## Textauszug
>>>

LAOLA1: Wir sitzen auch deswegen hier, weil Salzburg nun im Europa-League-Playoff gegen Zalgiris spielt. Vergangene Saison haben Sie mit der Admira gegen die Litauer gespielt und sind nach dem 1:1 auswärts souverän mit 5:1 aufgestiegen. Kann Salzburg überhaupt scheitern?

Kühbauer: Grundsätzlich dürfte es kein Problem geben und in Zahlen beziffert hat Vilnius maximal zehn Prozent Aufstiegschance. Weil dieses Salzburg weit über die Admira der vergangenen Saison zu stellen ist. Im Schongang geht es natürlich auch nicht, aber im Normalfall ist es kein Stolperstein.

LAOLA1: Haben Sie konkrete Tipps für Roger Schmidt?

Kühbauer: Ihm braucht man keine Tipps geben, außerdem haben sie den Gegner auch beobachtet. Ich habe letztes Jahr kein Bildmaterial gehabt, wir haben uns das alles im Internet rausgefischt. Da muss ich keine Tipps geben, in Salzburg weiß jeder, was zu tun ist.

LAOLA1: In Vilnius wird auf Kunstrasen gespielt. Das sollte für Salzburgs Techniker kein Nachteil sein, oder?

Kühbauer: Es ist anders, aber für die guten Fußballer ist es auf Kunstrasen fast einfacher zu spielen, weil der Ball kaum verspringt. Das ist kein Nachteil, auch in Vilnius ist Salzburg klarer Favorit. In der möglichen Gruppenphase werden sie auch dort gute Spiele abliefern. Sie gefallen mir.

LAOLA1: Nach dem fulminanten ersten BL-Jahr bei der Admira, der den Europacup-Platz bescherte, und konkret nach dem 5:1 haben sie wohlwissend festgehalten: "Wir müssen am Boden bleiben". Mit Abstand betrachtet, was lief vergangene Saison schief?

<<<

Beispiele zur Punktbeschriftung
>>>

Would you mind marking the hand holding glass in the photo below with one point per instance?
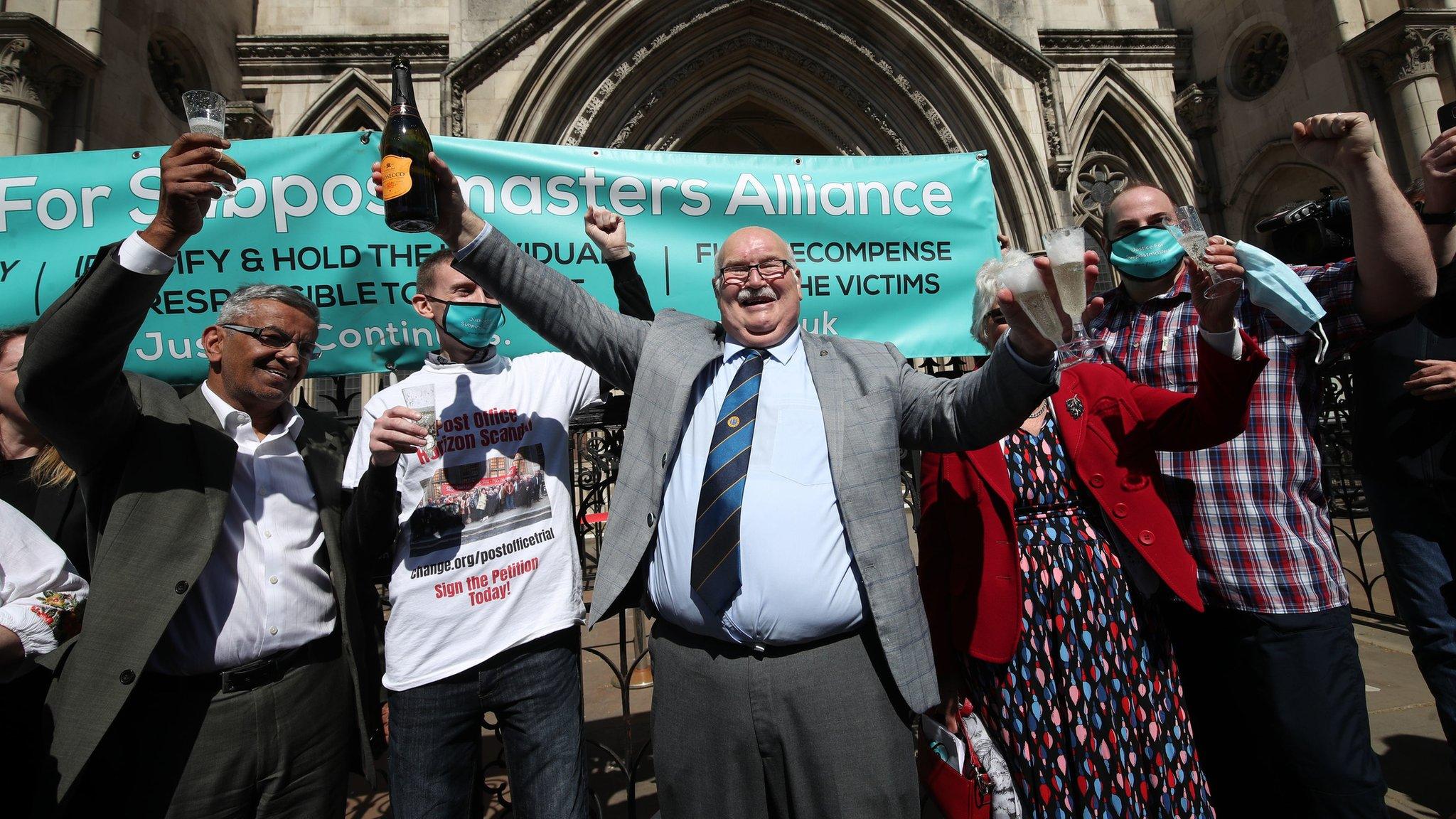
(207, 114)
(1066, 251)
(1194, 241)
(1024, 280)
(422, 400)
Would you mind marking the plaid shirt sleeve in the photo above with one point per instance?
(1334, 287)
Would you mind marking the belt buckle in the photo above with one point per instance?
(251, 678)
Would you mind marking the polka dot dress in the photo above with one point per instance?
(1089, 709)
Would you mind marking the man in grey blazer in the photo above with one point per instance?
(757, 512)
(226, 665)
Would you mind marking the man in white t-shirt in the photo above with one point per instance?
(462, 470)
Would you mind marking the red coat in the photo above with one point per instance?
(1111, 427)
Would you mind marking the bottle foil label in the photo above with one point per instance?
(395, 169)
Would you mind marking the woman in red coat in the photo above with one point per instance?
(1039, 560)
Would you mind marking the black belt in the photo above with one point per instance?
(693, 640)
(255, 674)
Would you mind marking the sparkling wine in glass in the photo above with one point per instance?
(207, 114)
(1194, 241)
(1021, 277)
(1066, 251)
(422, 400)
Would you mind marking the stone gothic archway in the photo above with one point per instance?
(868, 79)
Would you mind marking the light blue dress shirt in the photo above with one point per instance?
(798, 577)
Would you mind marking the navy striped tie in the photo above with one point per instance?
(715, 537)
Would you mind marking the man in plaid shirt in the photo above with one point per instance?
(1271, 670)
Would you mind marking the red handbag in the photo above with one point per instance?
(954, 793)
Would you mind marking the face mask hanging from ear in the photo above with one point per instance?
(1146, 254)
(1276, 287)
(472, 324)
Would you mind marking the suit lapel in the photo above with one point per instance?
(829, 384)
(218, 454)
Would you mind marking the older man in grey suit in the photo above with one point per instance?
(228, 665)
(757, 512)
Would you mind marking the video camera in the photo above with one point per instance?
(1311, 232)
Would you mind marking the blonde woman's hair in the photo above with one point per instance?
(50, 471)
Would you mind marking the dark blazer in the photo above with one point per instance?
(156, 473)
(1113, 429)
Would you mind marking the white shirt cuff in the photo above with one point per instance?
(469, 248)
(140, 257)
(1039, 372)
(1229, 343)
(37, 636)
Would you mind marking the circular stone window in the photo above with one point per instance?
(175, 69)
(1258, 63)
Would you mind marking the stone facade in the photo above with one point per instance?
(1071, 98)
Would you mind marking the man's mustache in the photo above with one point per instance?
(746, 295)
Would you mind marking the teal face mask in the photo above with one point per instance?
(472, 324)
(1276, 287)
(1146, 254)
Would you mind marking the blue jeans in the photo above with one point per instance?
(1415, 525)
(535, 691)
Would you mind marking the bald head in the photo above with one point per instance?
(743, 235)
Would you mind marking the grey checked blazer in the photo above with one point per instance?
(156, 473)
(874, 402)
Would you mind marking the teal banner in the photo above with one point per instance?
(889, 247)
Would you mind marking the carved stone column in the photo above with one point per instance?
(1197, 108)
(1407, 66)
(23, 117)
(43, 73)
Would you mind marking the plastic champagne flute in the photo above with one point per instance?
(207, 114)
(1066, 251)
(1194, 241)
(1021, 277)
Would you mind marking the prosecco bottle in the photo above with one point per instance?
(410, 187)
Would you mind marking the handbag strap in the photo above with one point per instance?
(979, 774)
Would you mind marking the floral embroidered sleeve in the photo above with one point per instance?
(41, 596)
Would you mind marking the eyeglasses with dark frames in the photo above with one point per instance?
(279, 340)
(769, 270)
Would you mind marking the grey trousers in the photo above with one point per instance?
(804, 734)
(279, 751)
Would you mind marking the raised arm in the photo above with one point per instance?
(968, 412)
(979, 408)
(609, 232)
(545, 301)
(1396, 272)
(72, 384)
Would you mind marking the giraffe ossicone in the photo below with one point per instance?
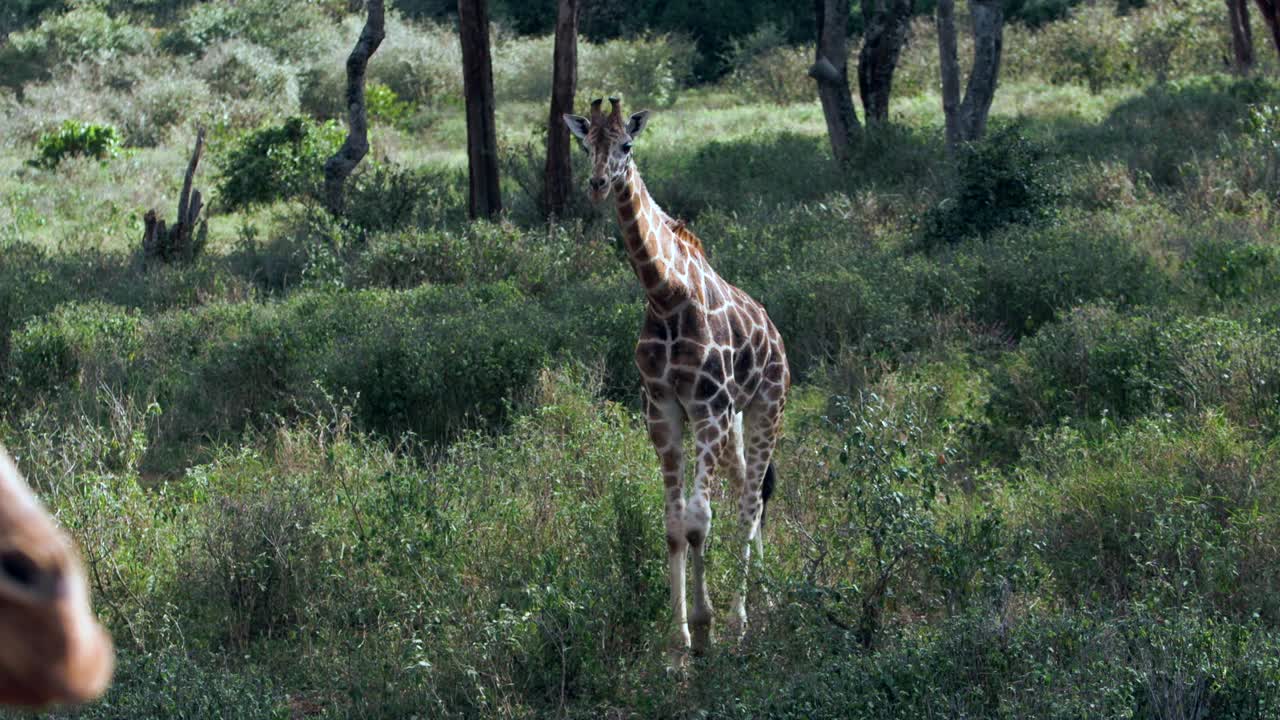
(51, 648)
(711, 363)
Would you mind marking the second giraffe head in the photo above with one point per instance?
(608, 141)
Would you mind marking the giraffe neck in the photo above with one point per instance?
(667, 268)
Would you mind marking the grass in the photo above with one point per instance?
(394, 465)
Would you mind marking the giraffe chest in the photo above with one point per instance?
(704, 355)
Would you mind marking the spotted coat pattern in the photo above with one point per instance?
(711, 363)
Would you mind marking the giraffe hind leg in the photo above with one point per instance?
(762, 428)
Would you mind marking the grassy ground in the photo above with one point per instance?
(393, 466)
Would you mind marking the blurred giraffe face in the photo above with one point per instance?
(608, 144)
(51, 648)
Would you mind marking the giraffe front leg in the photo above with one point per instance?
(666, 431)
(712, 438)
(763, 420)
(735, 466)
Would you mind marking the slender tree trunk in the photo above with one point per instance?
(886, 24)
(478, 86)
(183, 241)
(1270, 10)
(831, 71)
(560, 168)
(988, 36)
(949, 65)
(1242, 37)
(338, 168)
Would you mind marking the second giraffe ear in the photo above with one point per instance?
(579, 126)
(636, 123)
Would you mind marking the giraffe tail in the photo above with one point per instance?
(771, 479)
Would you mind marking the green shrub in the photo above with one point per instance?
(83, 33)
(293, 32)
(76, 140)
(649, 71)
(766, 69)
(385, 196)
(1004, 180)
(173, 683)
(1159, 514)
(384, 105)
(250, 82)
(1024, 277)
(74, 346)
(1232, 268)
(1096, 363)
(423, 65)
(277, 163)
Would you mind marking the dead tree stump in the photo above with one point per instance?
(183, 241)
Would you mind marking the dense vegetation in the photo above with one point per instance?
(392, 465)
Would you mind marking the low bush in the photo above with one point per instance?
(251, 85)
(76, 140)
(1159, 513)
(432, 360)
(1004, 180)
(1024, 277)
(85, 33)
(1097, 363)
(292, 32)
(763, 68)
(277, 163)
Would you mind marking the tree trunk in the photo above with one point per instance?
(886, 26)
(1270, 10)
(181, 242)
(1242, 37)
(988, 31)
(949, 65)
(831, 72)
(478, 86)
(560, 168)
(338, 168)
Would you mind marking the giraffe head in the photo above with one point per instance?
(51, 648)
(608, 141)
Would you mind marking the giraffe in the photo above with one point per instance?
(51, 648)
(709, 358)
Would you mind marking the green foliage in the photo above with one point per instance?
(1004, 180)
(766, 69)
(1232, 268)
(291, 31)
(85, 33)
(384, 105)
(277, 162)
(882, 486)
(1097, 364)
(76, 140)
(251, 81)
(1160, 513)
(1022, 278)
(48, 351)
(174, 684)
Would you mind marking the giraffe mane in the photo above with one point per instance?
(681, 229)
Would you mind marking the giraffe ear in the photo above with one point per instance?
(636, 123)
(579, 126)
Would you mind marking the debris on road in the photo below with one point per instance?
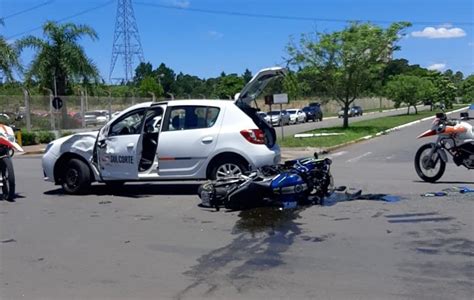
(8, 241)
(305, 135)
(445, 192)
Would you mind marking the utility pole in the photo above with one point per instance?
(27, 109)
(126, 43)
(51, 114)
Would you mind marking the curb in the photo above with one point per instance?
(368, 137)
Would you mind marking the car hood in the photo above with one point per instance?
(256, 85)
(81, 143)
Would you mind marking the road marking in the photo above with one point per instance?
(359, 157)
(340, 153)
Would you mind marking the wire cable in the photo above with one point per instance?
(27, 10)
(83, 12)
(281, 17)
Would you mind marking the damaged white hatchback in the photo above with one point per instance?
(174, 140)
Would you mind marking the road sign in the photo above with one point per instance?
(57, 103)
(280, 98)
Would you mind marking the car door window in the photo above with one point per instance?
(128, 124)
(191, 117)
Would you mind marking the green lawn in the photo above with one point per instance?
(356, 131)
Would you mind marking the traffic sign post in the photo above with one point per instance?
(57, 103)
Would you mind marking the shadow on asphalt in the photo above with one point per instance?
(445, 182)
(135, 190)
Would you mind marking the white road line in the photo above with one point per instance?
(340, 153)
(359, 157)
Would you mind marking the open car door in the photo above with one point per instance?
(119, 147)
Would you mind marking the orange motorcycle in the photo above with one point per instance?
(455, 137)
(8, 146)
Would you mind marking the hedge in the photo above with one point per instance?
(36, 137)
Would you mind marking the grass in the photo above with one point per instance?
(356, 131)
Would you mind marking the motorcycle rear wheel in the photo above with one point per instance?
(8, 179)
(420, 156)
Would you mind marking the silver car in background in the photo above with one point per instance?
(279, 118)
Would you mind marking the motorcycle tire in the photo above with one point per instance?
(418, 165)
(8, 179)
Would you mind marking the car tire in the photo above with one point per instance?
(232, 166)
(8, 179)
(76, 177)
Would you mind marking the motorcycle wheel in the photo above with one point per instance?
(421, 159)
(8, 179)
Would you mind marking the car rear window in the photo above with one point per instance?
(191, 117)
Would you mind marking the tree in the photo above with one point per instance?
(247, 76)
(349, 61)
(410, 90)
(150, 85)
(166, 77)
(9, 58)
(445, 88)
(228, 86)
(59, 56)
(142, 70)
(467, 89)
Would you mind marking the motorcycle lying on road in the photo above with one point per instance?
(455, 137)
(296, 182)
(7, 147)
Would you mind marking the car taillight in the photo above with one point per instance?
(254, 136)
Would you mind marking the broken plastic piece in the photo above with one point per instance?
(437, 194)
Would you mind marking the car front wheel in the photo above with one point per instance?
(226, 168)
(76, 177)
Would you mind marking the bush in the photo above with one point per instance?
(44, 137)
(28, 138)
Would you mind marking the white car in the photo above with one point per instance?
(296, 116)
(175, 140)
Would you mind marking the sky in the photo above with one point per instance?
(252, 34)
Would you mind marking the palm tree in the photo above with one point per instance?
(9, 57)
(60, 57)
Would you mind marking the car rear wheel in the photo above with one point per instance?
(225, 168)
(76, 177)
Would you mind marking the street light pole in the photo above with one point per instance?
(153, 96)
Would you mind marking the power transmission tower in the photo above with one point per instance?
(126, 41)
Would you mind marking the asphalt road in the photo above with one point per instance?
(290, 130)
(152, 241)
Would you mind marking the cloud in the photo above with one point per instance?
(179, 3)
(437, 67)
(215, 34)
(439, 33)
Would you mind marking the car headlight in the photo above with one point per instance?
(48, 147)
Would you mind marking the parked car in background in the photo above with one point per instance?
(296, 116)
(354, 111)
(313, 113)
(264, 116)
(169, 140)
(279, 118)
(96, 117)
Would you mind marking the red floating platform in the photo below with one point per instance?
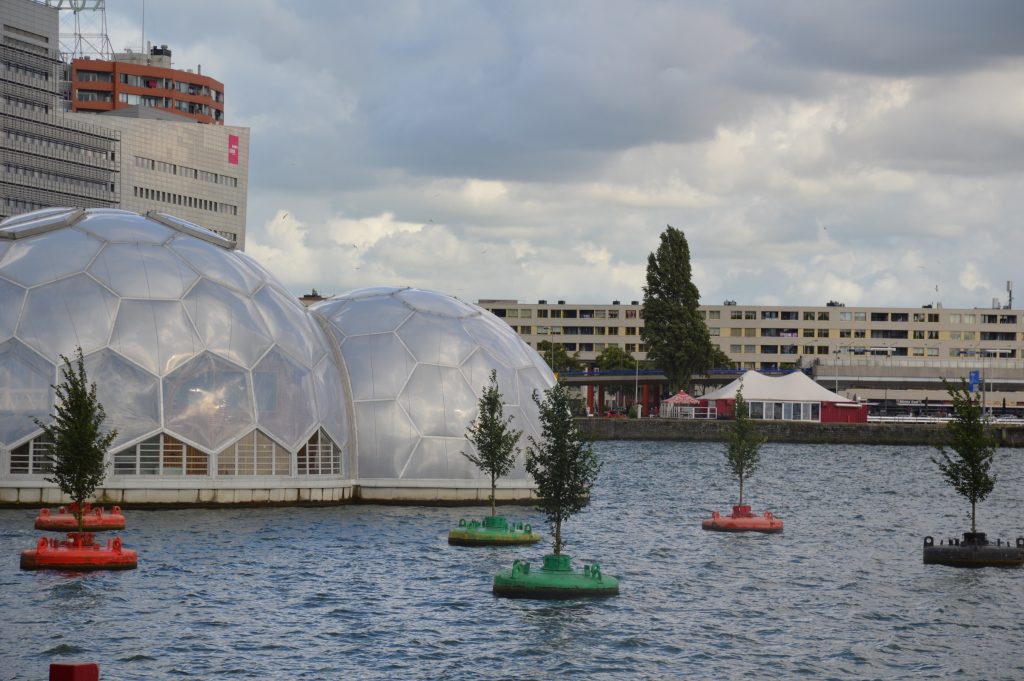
(741, 520)
(95, 519)
(79, 552)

<<<

## Deine Aufgaben
1. Prüfe, ob die Aussagen (a) Kühbauer gibt Vilnius höchstens zehn Prozent Aufstiegschance, (b) Kühbauer hatte im Vorjahr Bildmaterial vom Gegner und (c) laut Kühbauer verspringt der Ball auf Kunstrasen häufig mit dem Interview übereinstimmen. Antworte jeweils mit Ja oder Nein und zitiere die entscheidenden Worte aus dem Interview wörtlich.
2. Setze das Interview mit Kühbauer über das Europa-League-Playoff nach der letzten Frage fort.
Die Einträge haben mit dem Interview nichts zu tun.

## Lösungen
1.
(a) Ja: „in Zahlen beziffert hat Vilnius maximal zehn Prozent Aufstiegschance“
(b) Nein: „Ich habe letztes Jahr kein Bildmaterial gehabt“
(c) Nein: „weil der Ball kaum verspringt“

2.
Kühbauer: Der Hauptgrund war der, dass keiner verstanden hat, dass wir gegen den Abstieg spielen würden. Noch dazu haben wir Spieler verloren. Ich habe das immer wieder betont, aber jeder hat geglaubt, wir wären stärker, als es tatsächlich der Fall war. Wir haben zwei Jahre nur Erfolg gehabt, aber dann kommt man in eine Phase, in der du eine Niederlagen-Serie hast. Von der habe ich auch schon zuvor gesprochen gehabt, das hat aber keiner so wirklich wahrhaben wollen. Ich habe gewusst, wovon ich spreche. Für die Spieler, die das nicht gewohnt sind, ist es dann schwierig, den Schalter umzulegen. Das Selbstvertrauen war zuvor riesig, dann ist es geschrumpft. Dazu kommt, dass man am Anfang eine Einheit ist, später wollen dann alle am Kuchen teilhaben und spielen. Die Mannschaft ist dann nicht mehr so kompakt, wie sie sein sollte. Wobei das Mannschaftsklima gut war. Aber der eine oder andere war nicht so, wie er sein müsste. Das ist ein leichter Untergang und macht es schwieriger zu arbeiten. Manche Spieler haben gesagt, sie würden ohne Probleme aus der Situation rauskommen. Aber das ist sehr schwer. Und ich habe nie gesagt, dass das ein Honiglecken sein würde.

LAOLA1: Hätten Sie im Nachhinein etwas anders gemacht oder war es nicht zu verhindern?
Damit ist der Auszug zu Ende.